:: Exercise details ::
Exactly as written, output the lines below starting from the first and ending with the line that contains "Mark one point per instance of the dark"; omit pictures.

-- Dataset extract follows --

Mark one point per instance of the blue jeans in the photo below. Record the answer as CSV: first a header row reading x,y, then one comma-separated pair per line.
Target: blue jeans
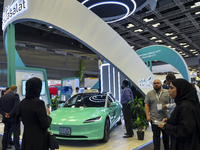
x,y
11,127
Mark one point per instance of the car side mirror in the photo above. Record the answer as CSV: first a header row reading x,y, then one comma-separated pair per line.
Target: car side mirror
x,y
113,104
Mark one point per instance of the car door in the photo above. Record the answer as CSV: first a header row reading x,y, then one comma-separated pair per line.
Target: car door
x,y
113,109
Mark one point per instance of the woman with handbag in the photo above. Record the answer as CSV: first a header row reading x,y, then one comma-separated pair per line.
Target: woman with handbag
x,y
34,117
184,124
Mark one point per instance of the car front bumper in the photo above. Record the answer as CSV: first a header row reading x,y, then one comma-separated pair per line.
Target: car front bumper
x,y
84,131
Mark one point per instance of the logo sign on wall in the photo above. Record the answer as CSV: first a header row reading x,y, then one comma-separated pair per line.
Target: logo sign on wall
x,y
165,54
28,76
16,7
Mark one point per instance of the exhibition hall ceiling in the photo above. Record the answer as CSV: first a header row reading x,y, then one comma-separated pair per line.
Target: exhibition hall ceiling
x,y
174,23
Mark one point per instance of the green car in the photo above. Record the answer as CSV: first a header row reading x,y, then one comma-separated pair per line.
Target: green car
x,y
86,116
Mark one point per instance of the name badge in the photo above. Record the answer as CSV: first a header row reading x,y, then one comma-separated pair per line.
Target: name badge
x,y
159,107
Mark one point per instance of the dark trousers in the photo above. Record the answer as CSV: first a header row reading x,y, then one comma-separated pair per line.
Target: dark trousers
x,y
156,137
11,127
127,119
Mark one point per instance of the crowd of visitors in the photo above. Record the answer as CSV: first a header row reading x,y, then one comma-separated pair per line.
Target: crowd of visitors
x,y
172,109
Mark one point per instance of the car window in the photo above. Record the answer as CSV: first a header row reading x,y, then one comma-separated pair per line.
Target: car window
x,y
86,100
95,101
112,97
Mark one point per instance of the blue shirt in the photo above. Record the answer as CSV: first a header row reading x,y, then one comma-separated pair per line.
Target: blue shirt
x,y
165,87
127,95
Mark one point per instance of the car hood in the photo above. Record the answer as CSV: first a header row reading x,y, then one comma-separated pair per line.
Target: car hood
x,y
76,116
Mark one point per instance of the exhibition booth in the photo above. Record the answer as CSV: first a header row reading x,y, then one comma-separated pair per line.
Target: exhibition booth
x,y
97,35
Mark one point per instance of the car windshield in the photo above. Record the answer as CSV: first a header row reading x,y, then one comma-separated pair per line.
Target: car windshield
x,y
86,100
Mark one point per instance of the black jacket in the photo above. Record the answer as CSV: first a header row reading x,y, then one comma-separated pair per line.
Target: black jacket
x,y
36,123
183,126
9,103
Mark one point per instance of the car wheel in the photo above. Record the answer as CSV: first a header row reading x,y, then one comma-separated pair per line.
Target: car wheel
x,y
106,131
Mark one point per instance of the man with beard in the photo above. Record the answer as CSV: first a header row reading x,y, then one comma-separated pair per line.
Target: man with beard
x,y
154,101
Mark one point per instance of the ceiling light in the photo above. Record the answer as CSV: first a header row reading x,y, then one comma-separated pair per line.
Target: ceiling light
x,y
169,34
138,30
195,5
186,46
130,25
159,41
153,38
156,25
148,20
198,12
182,43
174,37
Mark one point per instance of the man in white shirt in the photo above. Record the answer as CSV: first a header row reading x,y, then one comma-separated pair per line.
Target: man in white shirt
x,y
172,104
76,91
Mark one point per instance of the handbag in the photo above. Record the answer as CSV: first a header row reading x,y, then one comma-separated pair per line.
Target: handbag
x,y
52,141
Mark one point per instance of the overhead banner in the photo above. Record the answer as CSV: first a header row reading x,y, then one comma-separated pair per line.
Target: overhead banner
x,y
165,54
74,19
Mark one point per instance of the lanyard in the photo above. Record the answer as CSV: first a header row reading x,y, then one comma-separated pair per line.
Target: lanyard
x,y
158,97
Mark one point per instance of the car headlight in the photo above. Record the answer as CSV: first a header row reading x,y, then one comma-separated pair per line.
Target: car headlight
x,y
93,119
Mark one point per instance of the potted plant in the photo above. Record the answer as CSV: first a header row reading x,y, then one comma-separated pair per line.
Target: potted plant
x,y
140,122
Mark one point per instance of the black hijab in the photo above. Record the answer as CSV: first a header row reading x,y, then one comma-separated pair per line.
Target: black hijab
x,y
33,88
185,92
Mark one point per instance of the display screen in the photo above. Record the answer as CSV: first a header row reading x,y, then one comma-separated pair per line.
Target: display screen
x,y
24,88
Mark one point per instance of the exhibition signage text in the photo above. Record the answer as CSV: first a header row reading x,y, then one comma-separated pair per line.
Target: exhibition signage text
x,y
12,10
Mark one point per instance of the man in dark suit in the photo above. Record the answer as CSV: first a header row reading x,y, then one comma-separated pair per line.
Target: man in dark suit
x,y
9,104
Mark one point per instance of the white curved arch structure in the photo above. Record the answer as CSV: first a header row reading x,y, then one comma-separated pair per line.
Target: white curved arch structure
x,y
73,18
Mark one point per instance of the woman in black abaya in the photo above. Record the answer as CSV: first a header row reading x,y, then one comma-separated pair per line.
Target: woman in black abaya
x,y
33,114
184,123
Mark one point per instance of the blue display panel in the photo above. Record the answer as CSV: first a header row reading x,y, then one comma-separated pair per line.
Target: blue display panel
x,y
43,91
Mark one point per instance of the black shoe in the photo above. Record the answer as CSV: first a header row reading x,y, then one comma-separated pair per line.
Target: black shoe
x,y
127,136
9,147
11,142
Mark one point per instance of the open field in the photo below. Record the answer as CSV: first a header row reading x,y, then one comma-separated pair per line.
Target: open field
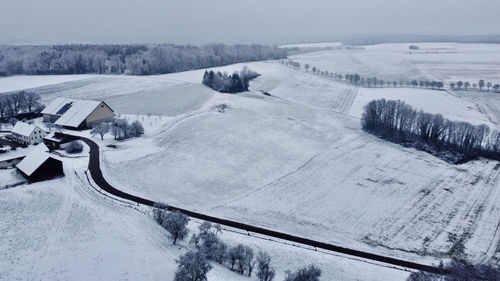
x,y
76,234
295,161
439,61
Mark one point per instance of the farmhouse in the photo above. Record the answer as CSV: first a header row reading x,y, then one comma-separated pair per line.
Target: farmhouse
x,y
77,114
56,140
26,134
40,165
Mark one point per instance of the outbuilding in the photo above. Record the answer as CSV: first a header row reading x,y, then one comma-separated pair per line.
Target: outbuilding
x,y
77,113
57,140
40,165
26,134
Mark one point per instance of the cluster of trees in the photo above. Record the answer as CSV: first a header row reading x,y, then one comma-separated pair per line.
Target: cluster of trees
x,y
127,59
460,85
12,104
399,122
461,270
356,79
194,265
74,147
224,83
119,128
290,63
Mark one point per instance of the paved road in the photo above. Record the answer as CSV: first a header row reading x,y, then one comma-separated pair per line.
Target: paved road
x,y
96,173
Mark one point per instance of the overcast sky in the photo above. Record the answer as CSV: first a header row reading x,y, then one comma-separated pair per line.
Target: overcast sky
x,y
231,21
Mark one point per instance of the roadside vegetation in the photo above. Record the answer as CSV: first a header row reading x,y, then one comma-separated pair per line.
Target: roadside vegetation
x,y
460,270
224,83
133,59
481,84
17,104
119,128
374,82
453,141
207,246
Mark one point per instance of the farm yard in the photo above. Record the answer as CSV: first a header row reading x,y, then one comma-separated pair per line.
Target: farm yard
x,y
295,160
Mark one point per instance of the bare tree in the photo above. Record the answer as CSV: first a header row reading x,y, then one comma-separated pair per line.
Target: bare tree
x,y
264,270
309,273
193,266
175,223
101,129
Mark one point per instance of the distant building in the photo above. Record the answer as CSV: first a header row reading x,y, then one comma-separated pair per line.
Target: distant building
x,y
77,114
26,134
39,165
58,140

-- Dataset extract concluded --

:: The completed task ::
Mark one point per instance of the blue jeans in the photo below. Record the answer as CSV: first a header row reading x,y, then one comma-separated pair per line.
Target: blue jeans
x,y
11,127
Mark one point per instance of the car side mirror in the photo above. Record the answer as CSV: first a header row reading x,y, then one comma-separated pair per line.
Target: car side mirror
x,y
113,104
Mark one point per instance of the car door in the photo above. Record the answer as CSV: first a header row reading x,y, then one comma-separated pair per line.
Target: car door
x,y
113,109
Mark one point per instance of the woman with handbag in the photo above. Record the answer as CSV: first a header row reading x,y, then one comma-separated pair per line.
Target: woman with handbag
x,y
34,117
184,124
Mark one point per instance of the car front bumper in the photo above. Record the answer as CSV: first a header row reading x,y, then one comma-separated pair per line.
Target: car front bumper
x,y
84,131
Mark one point per instance of the logo sign on wall in the photo above. Record the answer as CSV: first a header row reading x,y, then one comma-separated pair per line.
Target: logo sign on wall
x,y
165,54
28,76
16,7
Mark one point per instance of the exhibition hall ceiling in the photo above. Record the answer as CSV: first a header row reading x,y, then one comma-separated pair per line.
Target: exhibition hall ceiling
x,y
174,23
Mark one point per instance of the green car in the photo above. Record the answer as CSV: first a header row reading x,y, then one comma-separated pair per line.
Target: green car
x,y
86,116
Mark one point per instance of the name badge in the photo above. Record the answer as CSV: first a header row reading x,y, then one comma-separated pair per line.
Target: name badge
x,y
159,107
Mark one point per instance of the dark trousers in the photo above. Record the answer as CSV: first a header row reading x,y, then one comma-separated pair per line.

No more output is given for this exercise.